**Text provided**.

A Pragmatic Trial to Evaluate the Intermediate-term Effects of Early, Aggressive Versus Escalation Therapy in People with Multiple Sclerosis.
There is an unmet need to identify if specific treatment strategies during the relapsing-remitting phase of multiple sclerosis (MS) can prevent, delay, or reduce longer-term disability. Currently there is a lack of evidence-based guidelines to help clinicians and patients determine which treatment strategy is best for an individual with MS. In addition, it is unclear when people with MS, in the setting of breakthrough disease activity, should switch therapies and whether to consider a different first-line therapy or if they should escalate immediately to higher-efficacy therapies.
The TRaditional versus Early Aggressive Therapy for Multiple Sclerosis (TREAT-MS) Trial will help inform patients and the broader health care community on whether patients would most benefit from early, possibly more risky aggressive therapy or if starting with a less aggressive (and, often, less risky) therapy, followed by a switch if breakthrough disease activity occurs, is warranted. In addition, this study will help identify if there is a specific patient population or short-term biomarker(s) that is strongly predictive of long-term disability that can result from MS.
The TREAT-MS Trial is a randomized controlled trial that will recruit 900 patients across approximately 45 sites within the United States. In order to be eligible, participants must have relapsing-remitting MS and be between the ages of 18 and 60 years. Participants will need to be eligible for at least one of the higher-efficacy therapies based on screening labs. Participants are not eligible if they have had more than 6 months’ exposure to one or more MS disease modifying therapies or prior treatment with rituximab, ocrelizumab, alemtuzumab, mitoxantrone, cladribine, or an experimental aggressive therapy.

**Provided material**.
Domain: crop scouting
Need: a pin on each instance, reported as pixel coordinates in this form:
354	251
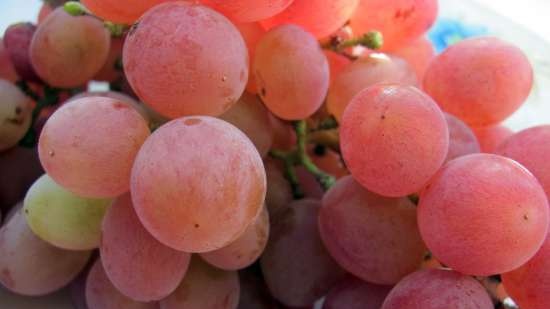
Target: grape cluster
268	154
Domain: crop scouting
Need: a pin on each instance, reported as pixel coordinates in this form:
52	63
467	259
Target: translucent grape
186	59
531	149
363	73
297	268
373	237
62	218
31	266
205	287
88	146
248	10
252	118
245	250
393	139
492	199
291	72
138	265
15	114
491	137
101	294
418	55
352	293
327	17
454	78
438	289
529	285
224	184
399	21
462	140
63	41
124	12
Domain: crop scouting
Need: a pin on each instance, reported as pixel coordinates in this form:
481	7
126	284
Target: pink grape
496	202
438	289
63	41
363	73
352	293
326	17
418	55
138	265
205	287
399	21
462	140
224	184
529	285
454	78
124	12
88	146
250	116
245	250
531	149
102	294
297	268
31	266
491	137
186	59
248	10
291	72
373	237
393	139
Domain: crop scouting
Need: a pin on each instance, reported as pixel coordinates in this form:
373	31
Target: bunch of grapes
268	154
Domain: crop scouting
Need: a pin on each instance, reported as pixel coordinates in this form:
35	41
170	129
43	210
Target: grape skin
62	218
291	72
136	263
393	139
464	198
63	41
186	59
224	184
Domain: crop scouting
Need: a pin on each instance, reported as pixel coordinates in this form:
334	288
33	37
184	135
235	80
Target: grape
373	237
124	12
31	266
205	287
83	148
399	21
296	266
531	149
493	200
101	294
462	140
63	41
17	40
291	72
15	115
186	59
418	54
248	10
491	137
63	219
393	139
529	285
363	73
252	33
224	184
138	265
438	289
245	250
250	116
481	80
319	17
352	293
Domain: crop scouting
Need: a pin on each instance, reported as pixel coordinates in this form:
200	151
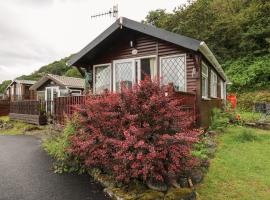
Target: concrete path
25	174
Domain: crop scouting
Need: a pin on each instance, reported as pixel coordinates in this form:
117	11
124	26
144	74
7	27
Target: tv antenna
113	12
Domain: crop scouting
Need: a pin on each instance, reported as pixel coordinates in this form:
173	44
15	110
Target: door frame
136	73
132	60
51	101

--

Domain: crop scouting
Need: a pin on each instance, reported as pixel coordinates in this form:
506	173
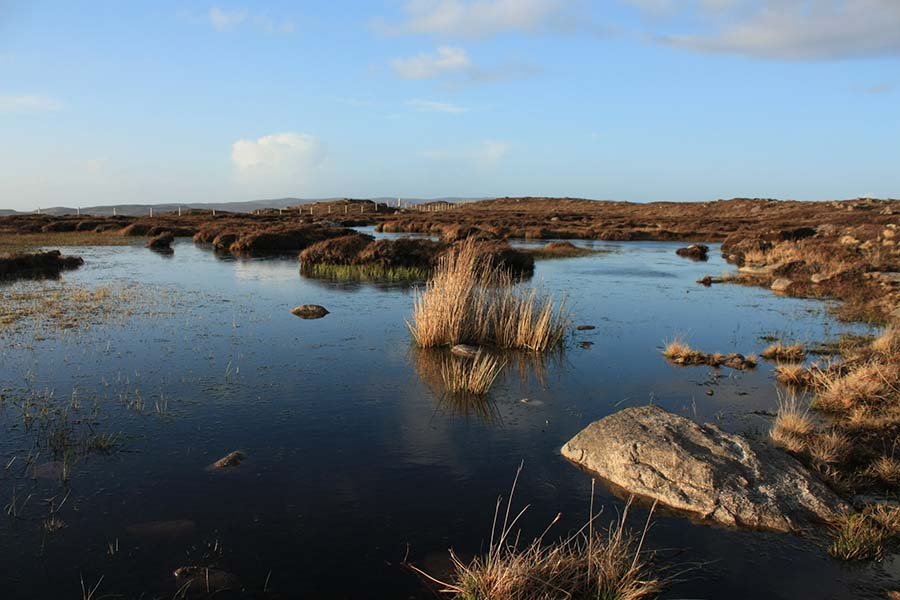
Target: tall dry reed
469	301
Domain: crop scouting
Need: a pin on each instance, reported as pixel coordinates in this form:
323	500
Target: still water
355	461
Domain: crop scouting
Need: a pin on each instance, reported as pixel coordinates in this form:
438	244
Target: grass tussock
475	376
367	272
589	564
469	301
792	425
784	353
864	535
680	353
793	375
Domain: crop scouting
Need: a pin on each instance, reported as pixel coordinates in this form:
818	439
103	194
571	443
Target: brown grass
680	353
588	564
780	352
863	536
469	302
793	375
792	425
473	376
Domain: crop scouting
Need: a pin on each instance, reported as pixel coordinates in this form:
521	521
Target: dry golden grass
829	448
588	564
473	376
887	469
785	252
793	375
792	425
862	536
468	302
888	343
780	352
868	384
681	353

**Task to carry out**. For each statement, say yes or no to whether it agrees with the TREAT-MS trial description, and quote the words that decide it. (a) The trial plans to enroll 900 patients at roughly 45 sites in the United States. (b) A person with relapsing-remitting MS who is 65 years old meets the age requirement. (c) Someone previously treated with rituximab can take part. Answer using only the TREAT-MS trial description.

**Solution to this exercise**.
(a) Yes: "will recruit 900 patients across approximately 45 sites within the United States"
(b) No: "be between the ages of 18 and 60 years"
(c) No: "Participants are not eligible if they have had more than 6 months’ exposure to one or more MS disease modifying therapies or prior treatment with rituximab"